*** Block opens ***
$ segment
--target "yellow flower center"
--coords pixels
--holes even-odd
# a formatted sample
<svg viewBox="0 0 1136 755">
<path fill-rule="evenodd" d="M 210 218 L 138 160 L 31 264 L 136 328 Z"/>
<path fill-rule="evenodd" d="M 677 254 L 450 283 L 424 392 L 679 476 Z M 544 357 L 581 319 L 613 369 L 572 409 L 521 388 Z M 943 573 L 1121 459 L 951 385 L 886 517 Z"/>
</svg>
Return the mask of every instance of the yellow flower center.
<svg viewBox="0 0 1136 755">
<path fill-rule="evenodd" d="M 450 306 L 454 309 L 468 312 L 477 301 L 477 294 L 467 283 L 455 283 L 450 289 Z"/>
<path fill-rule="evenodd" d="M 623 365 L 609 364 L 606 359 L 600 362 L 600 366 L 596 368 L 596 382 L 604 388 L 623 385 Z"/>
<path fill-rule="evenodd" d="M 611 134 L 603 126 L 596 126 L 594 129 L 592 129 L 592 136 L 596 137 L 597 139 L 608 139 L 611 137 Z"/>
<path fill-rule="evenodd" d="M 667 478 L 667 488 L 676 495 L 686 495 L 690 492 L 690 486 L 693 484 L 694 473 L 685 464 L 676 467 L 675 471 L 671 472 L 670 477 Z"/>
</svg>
*** Block closes ***
» Task to complete
Transcribe all of the material exactly as it was written.

» Exercise result
$ segment
--target "yellow flower center"
--coords pixels
--holes even-odd
# a formatted sample
<svg viewBox="0 0 1136 755">
<path fill-rule="evenodd" d="M 210 218 L 138 160 L 31 264 L 136 328 Z"/>
<path fill-rule="evenodd" d="M 677 254 L 450 283 L 424 392 L 679 476 Z M 544 357 L 581 319 L 613 369 L 572 409 L 521 388 Z M 943 573 L 1121 459 L 951 385 L 886 517 Z"/>
</svg>
Return the mask of every instance of the yellow flower center.
<svg viewBox="0 0 1136 755">
<path fill-rule="evenodd" d="M 450 306 L 454 309 L 468 312 L 477 301 L 477 294 L 467 283 L 455 283 L 450 289 Z"/>
<path fill-rule="evenodd" d="M 623 365 L 609 364 L 606 359 L 600 362 L 600 366 L 596 368 L 596 382 L 604 388 L 623 385 Z"/>
<path fill-rule="evenodd" d="M 611 134 L 603 126 L 596 126 L 594 129 L 592 129 L 592 136 L 596 137 L 597 139 L 608 139 L 611 137 Z"/>
<path fill-rule="evenodd" d="M 667 478 L 667 488 L 676 495 L 686 495 L 690 492 L 690 486 L 693 484 L 694 473 L 685 464 L 676 467 L 675 471 L 671 472 L 670 477 Z"/>
</svg>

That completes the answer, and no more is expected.